:: Problem to solve ::
If a line includes "window", copy it out of the entries.
=== Begin Enclosure ===
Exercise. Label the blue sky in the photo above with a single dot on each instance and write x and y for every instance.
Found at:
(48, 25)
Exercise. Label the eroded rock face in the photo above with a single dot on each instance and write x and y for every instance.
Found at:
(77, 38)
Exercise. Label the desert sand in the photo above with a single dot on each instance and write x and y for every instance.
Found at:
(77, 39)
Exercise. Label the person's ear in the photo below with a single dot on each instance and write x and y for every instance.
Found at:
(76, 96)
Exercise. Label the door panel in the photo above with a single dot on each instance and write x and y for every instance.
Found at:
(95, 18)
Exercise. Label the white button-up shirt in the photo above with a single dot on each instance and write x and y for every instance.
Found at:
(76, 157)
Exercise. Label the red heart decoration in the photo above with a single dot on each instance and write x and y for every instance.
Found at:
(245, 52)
=== End Enclosure ===
=== Begin Enclosure ===
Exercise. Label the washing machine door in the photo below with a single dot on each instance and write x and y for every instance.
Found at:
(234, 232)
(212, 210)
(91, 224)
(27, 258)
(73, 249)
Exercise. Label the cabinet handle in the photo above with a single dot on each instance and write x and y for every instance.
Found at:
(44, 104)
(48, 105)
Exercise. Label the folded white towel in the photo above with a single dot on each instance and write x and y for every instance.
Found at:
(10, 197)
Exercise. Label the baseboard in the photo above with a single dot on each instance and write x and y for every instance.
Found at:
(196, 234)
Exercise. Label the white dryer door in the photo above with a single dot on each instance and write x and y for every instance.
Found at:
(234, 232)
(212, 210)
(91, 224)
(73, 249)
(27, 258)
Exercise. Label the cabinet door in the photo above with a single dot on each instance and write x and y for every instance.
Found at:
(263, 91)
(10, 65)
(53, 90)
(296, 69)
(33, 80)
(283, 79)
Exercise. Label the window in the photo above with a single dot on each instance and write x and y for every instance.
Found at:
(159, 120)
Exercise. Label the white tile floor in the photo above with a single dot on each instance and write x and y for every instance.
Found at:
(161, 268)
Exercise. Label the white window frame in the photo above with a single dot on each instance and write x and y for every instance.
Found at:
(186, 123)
=== End Enclosure ===
=== Begin Enclosure ===
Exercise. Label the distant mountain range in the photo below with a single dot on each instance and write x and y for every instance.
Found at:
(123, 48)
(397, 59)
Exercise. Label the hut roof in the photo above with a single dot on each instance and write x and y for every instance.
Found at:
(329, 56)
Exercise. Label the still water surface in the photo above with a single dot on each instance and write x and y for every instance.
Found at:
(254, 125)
=== End Enclosure ===
:: Answer space ::
Exercise. Label the window in the photo above with a single dot on each instance and write x and y for every instance.
Exercise. Label the white window frame in the photo above with a single dot on each instance and write x and y for every instance.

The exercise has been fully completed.